TASK PROMPT: Go through the data below and return each line where the string "wall" occurs.

INPUT DATA:
--

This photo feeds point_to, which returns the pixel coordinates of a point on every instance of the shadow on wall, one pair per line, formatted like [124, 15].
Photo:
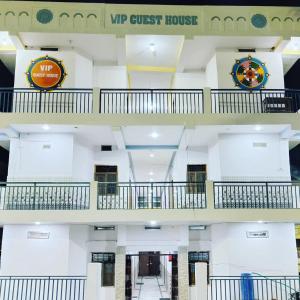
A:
[295, 163]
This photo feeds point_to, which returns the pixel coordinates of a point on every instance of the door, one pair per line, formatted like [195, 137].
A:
[149, 264]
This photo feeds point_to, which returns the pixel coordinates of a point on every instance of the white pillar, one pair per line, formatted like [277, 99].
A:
[183, 273]
[201, 281]
[93, 282]
[120, 269]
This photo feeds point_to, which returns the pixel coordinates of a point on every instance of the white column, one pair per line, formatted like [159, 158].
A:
[183, 273]
[201, 281]
[120, 269]
[93, 282]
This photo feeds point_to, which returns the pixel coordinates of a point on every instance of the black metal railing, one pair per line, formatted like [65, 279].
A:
[44, 196]
[144, 101]
[257, 194]
[258, 101]
[154, 195]
[19, 100]
[255, 287]
[42, 288]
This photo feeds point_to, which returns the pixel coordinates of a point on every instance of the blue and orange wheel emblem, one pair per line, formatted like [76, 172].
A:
[249, 73]
[46, 73]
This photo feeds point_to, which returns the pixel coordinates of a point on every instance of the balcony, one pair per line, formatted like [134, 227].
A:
[158, 195]
[44, 196]
[254, 287]
[42, 287]
[62, 101]
[145, 201]
[255, 102]
[269, 195]
[149, 195]
[149, 102]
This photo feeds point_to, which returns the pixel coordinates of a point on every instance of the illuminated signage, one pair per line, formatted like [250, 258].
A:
[263, 234]
[169, 20]
[46, 73]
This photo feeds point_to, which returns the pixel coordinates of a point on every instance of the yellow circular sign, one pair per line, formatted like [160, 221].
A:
[46, 73]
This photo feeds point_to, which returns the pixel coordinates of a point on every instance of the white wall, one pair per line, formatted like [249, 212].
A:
[83, 162]
[41, 157]
[214, 164]
[184, 158]
[189, 81]
[110, 77]
[23, 256]
[240, 158]
[78, 249]
[118, 158]
[233, 253]
[78, 68]
[59, 157]
[211, 73]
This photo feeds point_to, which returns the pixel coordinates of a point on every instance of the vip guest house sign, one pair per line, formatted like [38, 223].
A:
[46, 73]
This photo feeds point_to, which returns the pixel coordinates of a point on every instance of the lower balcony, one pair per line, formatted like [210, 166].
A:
[268, 195]
[159, 195]
[90, 202]
[42, 287]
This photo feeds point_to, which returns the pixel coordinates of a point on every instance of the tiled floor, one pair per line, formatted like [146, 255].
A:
[150, 289]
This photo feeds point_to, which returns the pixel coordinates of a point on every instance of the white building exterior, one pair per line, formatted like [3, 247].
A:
[146, 138]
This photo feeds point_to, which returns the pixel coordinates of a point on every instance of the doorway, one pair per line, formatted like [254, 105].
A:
[151, 276]
[149, 264]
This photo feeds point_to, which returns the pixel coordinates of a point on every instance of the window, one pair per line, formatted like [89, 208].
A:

--

SOLUTION TO THE PROBLEM:
This photo feeds point_to, which returns the pixel coordinates of a point on every instance of the shadow on wall, one pair per line, formatted like [124, 15].
This photo feeds point_to, which returns the pixel coordinates of a point on every instance of the white wall, one pair per line, formatted like [249, 212].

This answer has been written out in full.